Dokumenttext:
So bringt der Bundesgerichtshof auf den Punkt, dass Mindest-, aber nicht alleinige Voraussetzung für die Annahme einer schlechthin unverständlichen Sorglosigkeit des Geschädigten bei „Glätteunfällen“ ist, dass er sich bewusst einer von ihm erkannten erheblichen Gefahr aussetzt. Es reicht nicht aus, wenn der Geschädigte lediglich eine Gefahr – wie hier zum Beispiel die eines Sturzes – für möglich hält und sich sehenden Auges in diese Gefahr begibt. Da die Klägerin vorliegend, als sie die Glätte erkannte, versuchte, die Straßenseite zu wechseln, alles in ihrer Macht Stehende getan hatte, um aus dem Gefahrenbereich zu gelangen, war vorliegend ein überwiegendes Mitverschulden durch das Betreten der vereisten Fläche nicht gegeben.

Bereitgestelltes Material:
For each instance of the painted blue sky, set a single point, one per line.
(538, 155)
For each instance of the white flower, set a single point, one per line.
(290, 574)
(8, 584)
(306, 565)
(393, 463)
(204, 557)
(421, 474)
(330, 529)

Übungsaufgaben:
(a) Gib den Abschnitt des Dokumenttexts, der mit den Worten „So bringt der“ beginnt und mit „Fläche nicht gegeben.“ endet, noch einmal wieder und ersetze darin „Klägerin“ durch „Fußgängerin“.
(b) Kopiere die gesamte Auflistung Zeile für Zeile ohne jede Änderung.
Die Auflistung steht in keinem Zusammenhang mit dem Dokumenttext.

Erwartete Antworten:
(a)
So bringt der Bundesgerichtshof auf den Punkt, dass Mindest-, aber nicht alleinige Voraussetzung für die Annahme einer schlechthin unverständlichen Sorglosigkeit des Geschädigten bei „Glätteunfällen“ ist, dass er sich bewusst einer von ihm erkannten erheblichen Gefahr aussetzt. Es reicht nicht aus, wenn der Geschädigte lediglich eine Gefahr – wie hier zum Beispiel die eines Sturzes – für möglich hält und sich sehenden Auges in diese Gefahr begibt. Da die Fußgängerin vorliegend, als sie die Glätte erkannte, versuchte, die Straßenseite zu wechseln, alles in ihrer Macht Stehende getan hatte, um aus dem Gefahrenbereich zu gelangen, war vorliegend ein überwiegendes Mitverschulden durch das Betreten der vereisten Fläche nicht gegeben.

(b)
For each instance of the painted blue sky, set a single point, one per line.
(538, 155)
For each instance of the white flower, set a single point, one per line.
(290, 574)
(8, 584)
(306, 565)
(393, 463)
(204, 557)
(421, 474)
(330, 529)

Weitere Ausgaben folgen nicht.